Give again only those lines from the start of the entries through the line holding "box: [265, 149, 278, 164]", leaving them as they are.

═══ ENTRIES SHOWN ═══

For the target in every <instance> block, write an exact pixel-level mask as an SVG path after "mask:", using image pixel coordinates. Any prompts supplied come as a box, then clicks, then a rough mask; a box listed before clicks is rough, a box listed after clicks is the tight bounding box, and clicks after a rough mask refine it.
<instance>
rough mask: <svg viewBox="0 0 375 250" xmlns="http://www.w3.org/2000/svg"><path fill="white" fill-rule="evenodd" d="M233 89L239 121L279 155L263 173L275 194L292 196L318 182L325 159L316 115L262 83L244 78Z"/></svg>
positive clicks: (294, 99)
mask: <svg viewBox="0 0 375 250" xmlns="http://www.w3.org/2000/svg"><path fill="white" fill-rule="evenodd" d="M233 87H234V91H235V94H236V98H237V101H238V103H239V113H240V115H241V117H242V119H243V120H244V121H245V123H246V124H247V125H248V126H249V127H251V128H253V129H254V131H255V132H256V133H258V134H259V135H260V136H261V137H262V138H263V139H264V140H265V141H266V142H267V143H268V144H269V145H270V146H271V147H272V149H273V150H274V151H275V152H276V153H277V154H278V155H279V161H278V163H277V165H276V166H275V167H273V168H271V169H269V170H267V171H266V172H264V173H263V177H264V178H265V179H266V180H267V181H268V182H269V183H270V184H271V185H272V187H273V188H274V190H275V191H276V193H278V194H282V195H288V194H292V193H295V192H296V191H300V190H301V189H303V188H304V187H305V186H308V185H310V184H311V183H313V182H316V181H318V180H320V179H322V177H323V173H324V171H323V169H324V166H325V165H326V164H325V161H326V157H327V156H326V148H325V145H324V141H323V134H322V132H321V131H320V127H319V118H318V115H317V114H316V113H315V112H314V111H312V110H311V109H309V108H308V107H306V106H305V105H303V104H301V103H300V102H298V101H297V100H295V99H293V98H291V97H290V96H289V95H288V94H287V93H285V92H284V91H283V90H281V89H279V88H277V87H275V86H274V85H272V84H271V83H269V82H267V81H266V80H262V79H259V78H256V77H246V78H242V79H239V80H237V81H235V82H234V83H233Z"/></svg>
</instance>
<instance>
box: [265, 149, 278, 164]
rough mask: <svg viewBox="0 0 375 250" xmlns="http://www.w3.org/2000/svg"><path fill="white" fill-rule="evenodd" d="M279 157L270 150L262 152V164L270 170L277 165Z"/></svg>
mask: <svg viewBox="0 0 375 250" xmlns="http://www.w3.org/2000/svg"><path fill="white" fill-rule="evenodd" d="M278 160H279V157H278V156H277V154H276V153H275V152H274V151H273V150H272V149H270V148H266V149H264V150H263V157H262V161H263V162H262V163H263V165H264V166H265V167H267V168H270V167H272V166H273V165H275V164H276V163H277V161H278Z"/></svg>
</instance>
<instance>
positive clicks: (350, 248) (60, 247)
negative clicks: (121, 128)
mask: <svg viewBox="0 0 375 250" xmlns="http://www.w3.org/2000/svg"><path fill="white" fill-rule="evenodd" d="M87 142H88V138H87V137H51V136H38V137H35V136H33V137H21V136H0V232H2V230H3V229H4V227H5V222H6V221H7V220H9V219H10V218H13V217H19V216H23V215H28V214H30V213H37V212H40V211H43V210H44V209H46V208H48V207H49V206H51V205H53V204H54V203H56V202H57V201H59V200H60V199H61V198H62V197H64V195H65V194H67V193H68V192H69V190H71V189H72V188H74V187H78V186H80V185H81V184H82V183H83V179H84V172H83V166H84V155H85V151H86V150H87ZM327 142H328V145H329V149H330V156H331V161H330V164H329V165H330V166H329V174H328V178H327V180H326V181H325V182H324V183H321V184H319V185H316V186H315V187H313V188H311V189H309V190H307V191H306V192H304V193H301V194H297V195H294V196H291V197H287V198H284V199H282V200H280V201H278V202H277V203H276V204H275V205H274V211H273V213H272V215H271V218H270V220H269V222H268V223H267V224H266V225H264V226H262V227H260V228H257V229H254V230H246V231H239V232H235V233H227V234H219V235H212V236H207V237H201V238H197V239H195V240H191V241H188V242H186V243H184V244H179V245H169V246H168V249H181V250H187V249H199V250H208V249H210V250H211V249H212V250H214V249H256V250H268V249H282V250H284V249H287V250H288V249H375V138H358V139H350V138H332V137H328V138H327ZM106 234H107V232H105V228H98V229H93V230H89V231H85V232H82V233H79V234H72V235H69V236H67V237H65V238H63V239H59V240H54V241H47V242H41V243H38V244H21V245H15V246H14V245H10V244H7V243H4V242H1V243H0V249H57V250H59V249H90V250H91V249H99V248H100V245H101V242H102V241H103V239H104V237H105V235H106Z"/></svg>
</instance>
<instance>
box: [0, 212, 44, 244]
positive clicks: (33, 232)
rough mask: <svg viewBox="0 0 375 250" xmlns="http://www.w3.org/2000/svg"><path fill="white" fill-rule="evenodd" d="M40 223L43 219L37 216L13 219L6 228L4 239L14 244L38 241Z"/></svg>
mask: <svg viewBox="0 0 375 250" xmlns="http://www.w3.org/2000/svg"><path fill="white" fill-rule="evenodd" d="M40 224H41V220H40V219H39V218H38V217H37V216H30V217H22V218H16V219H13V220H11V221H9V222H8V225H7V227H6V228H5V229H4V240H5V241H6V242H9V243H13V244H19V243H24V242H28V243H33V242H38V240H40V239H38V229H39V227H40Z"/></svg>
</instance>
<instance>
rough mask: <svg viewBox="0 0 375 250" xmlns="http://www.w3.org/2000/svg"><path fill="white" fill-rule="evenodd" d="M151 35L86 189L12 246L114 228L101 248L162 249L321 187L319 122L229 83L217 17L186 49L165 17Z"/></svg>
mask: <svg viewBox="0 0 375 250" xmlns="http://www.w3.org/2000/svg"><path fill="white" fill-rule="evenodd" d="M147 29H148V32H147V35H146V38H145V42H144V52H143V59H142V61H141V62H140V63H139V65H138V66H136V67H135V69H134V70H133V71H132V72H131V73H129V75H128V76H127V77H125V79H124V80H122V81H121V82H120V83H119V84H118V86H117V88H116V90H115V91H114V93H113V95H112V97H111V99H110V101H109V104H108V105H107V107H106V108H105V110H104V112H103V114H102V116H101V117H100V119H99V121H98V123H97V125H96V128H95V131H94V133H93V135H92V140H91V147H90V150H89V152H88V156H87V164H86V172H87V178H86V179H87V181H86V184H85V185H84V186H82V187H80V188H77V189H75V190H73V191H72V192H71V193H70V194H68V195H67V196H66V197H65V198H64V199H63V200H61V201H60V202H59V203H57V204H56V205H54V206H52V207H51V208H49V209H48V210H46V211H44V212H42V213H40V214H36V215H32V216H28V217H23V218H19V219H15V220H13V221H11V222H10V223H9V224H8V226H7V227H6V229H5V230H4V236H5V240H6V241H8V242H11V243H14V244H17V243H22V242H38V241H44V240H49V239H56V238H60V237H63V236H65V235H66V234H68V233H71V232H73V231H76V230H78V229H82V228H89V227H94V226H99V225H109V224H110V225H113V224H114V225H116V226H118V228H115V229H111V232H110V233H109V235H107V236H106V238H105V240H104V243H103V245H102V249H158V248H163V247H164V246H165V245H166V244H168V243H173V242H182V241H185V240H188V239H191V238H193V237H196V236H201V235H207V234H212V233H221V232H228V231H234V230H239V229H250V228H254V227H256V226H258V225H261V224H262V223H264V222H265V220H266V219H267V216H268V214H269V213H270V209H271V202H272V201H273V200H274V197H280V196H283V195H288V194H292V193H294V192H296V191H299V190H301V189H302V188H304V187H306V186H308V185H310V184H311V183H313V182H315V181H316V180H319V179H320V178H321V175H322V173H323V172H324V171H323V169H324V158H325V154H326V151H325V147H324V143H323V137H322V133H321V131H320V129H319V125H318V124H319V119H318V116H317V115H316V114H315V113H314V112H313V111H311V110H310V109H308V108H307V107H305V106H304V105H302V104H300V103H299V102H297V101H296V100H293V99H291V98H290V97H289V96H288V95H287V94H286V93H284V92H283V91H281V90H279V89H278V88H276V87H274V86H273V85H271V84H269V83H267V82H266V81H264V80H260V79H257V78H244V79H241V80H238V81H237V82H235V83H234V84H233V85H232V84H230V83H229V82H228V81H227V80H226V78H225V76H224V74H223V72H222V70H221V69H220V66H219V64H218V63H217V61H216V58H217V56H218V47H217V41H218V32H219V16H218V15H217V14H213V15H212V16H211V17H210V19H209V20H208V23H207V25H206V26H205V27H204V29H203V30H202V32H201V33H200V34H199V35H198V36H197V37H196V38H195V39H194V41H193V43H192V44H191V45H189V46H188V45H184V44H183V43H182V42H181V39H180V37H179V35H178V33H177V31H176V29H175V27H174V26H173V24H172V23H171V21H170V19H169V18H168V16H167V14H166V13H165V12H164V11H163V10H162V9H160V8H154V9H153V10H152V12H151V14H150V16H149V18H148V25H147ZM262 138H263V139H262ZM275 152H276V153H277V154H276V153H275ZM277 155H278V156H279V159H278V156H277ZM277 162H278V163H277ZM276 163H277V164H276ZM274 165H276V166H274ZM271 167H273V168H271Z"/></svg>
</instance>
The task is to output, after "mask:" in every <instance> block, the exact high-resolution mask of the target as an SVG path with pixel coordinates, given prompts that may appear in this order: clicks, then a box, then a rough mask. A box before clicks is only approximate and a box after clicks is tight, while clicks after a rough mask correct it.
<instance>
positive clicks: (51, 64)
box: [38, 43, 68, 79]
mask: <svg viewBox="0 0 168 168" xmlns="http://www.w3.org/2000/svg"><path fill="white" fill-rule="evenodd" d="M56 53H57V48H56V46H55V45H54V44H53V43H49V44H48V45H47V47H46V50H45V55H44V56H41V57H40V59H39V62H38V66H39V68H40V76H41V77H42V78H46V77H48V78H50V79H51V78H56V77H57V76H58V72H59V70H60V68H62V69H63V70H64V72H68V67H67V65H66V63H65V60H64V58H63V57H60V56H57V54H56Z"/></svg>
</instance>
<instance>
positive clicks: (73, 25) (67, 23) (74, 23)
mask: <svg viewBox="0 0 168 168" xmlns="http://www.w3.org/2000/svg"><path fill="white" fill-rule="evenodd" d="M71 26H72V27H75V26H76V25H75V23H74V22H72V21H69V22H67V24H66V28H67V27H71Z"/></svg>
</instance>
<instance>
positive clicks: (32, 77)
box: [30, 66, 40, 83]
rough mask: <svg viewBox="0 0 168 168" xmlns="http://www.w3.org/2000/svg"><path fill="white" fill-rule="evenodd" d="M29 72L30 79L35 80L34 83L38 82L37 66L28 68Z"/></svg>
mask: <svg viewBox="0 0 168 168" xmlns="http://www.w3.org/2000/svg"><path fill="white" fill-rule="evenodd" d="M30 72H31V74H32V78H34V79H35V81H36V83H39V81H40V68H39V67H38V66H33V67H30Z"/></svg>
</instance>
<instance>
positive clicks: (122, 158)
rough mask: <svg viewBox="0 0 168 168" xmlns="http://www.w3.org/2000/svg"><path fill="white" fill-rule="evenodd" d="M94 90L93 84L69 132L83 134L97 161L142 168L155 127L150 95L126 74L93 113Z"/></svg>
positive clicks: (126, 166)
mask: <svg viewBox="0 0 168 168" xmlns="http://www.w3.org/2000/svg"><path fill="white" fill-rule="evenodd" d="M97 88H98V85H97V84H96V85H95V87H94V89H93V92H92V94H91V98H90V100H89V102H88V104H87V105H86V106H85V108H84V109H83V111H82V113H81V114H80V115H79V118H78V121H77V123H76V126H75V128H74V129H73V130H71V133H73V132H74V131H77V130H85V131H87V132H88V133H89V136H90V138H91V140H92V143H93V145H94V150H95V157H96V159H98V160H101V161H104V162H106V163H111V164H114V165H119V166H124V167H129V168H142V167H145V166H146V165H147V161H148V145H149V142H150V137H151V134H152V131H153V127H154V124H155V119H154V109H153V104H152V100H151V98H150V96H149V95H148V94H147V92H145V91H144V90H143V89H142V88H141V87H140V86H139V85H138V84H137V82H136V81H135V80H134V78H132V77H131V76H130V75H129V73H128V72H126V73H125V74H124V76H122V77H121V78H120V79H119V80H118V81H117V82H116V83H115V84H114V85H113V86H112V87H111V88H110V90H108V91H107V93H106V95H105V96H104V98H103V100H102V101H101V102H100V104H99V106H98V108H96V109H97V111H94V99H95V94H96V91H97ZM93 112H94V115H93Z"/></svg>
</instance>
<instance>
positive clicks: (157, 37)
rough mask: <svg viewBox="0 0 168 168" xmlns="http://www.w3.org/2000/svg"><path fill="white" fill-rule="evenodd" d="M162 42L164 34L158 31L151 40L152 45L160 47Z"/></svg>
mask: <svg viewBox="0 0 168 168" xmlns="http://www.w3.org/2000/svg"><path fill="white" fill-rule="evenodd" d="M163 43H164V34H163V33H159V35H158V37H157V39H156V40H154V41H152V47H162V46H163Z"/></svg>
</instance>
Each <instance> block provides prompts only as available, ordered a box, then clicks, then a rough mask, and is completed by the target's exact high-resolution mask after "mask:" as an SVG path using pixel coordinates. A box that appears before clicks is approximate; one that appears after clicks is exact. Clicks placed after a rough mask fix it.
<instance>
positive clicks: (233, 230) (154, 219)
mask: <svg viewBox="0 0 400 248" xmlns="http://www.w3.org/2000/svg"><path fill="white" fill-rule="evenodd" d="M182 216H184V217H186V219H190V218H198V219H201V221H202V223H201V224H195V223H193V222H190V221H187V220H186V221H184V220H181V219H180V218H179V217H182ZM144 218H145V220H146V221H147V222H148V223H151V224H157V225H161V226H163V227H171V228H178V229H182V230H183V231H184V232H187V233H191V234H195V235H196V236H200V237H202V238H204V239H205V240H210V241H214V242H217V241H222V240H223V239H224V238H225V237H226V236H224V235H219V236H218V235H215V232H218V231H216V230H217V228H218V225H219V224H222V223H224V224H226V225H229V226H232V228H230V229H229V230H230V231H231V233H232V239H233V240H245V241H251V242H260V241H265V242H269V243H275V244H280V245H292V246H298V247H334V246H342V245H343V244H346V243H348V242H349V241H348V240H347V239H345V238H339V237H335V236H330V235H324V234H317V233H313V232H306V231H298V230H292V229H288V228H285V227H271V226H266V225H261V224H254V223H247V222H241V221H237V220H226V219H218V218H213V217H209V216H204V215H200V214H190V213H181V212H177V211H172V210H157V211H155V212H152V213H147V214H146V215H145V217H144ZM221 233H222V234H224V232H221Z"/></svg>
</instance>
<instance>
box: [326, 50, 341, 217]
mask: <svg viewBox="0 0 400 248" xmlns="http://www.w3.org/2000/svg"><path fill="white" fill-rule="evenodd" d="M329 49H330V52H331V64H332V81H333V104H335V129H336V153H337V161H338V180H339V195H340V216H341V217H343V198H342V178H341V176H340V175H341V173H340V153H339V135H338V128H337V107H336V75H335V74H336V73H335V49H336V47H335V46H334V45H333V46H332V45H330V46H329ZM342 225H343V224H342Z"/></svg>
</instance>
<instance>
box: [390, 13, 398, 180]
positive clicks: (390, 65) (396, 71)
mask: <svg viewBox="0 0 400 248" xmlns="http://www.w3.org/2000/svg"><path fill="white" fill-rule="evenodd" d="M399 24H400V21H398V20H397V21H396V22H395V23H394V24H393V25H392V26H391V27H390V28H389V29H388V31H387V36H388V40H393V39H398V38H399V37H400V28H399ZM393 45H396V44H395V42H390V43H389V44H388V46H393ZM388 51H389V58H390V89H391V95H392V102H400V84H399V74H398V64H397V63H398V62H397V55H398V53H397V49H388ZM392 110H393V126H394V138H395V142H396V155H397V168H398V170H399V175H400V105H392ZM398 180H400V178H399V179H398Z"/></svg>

═══

◆ SOLUTION TO THE EXERCISE
For the target in every <instance> block, write an exact pixel-level mask as an SVG path after "mask:", using image pixel coordinates. Any prompts supplied come as a box, then clicks, then a rough mask; a box listed before clicks is rough, a box listed after clicks is the tight bounding box, and clicks after a rough mask refine it.
<instance>
rough mask: <svg viewBox="0 0 375 250" xmlns="http://www.w3.org/2000/svg"><path fill="white" fill-rule="evenodd" d="M233 89L239 121L279 155L263 173L275 194L292 196L318 182L325 159L316 115L262 83L244 78Z"/></svg>
positive clicks: (294, 99)
mask: <svg viewBox="0 0 375 250" xmlns="http://www.w3.org/2000/svg"><path fill="white" fill-rule="evenodd" d="M233 87H234V91H235V94H236V98H237V101H238V103H239V113H240V115H241V117H242V119H243V120H244V121H245V123H246V124H247V125H248V126H249V127H251V128H253V129H254V131H255V132H256V133H258V134H259V135H260V136H261V137H262V138H263V139H264V140H265V141H266V142H267V143H268V144H269V145H270V146H271V147H272V149H273V150H274V151H275V152H276V153H277V154H278V155H279V161H278V163H277V165H276V166H275V167H273V168H271V169H269V170H267V171H266V172H264V173H263V177H264V178H265V179H266V180H267V181H268V182H269V183H270V184H271V185H272V187H273V188H274V190H275V191H276V193H278V194H282V195H288V194H292V193H295V192H296V191H300V190H301V189H303V188H304V187H305V186H308V185H310V184H311V183H313V182H316V181H318V180H320V179H322V177H323V173H324V171H323V169H324V166H325V165H326V164H325V161H326V157H327V156H326V148H325V145H324V141H323V134H322V132H321V131H320V127H319V118H318V115H317V114H316V113H315V112H314V111H312V110H311V109H309V108H308V107H306V106H305V105H303V104H301V103H300V102H298V101H297V100H295V99H293V98H291V97H290V96H289V95H288V94H287V93H285V92H284V91H283V90H281V89H279V88H277V87H275V86H274V85H272V84H271V83H269V82H267V81H266V80H262V79H259V78H256V77H246V78H242V79H239V80H237V81H235V82H234V83H233Z"/></svg>
</instance>
<instance>
box: [265, 149, 278, 164]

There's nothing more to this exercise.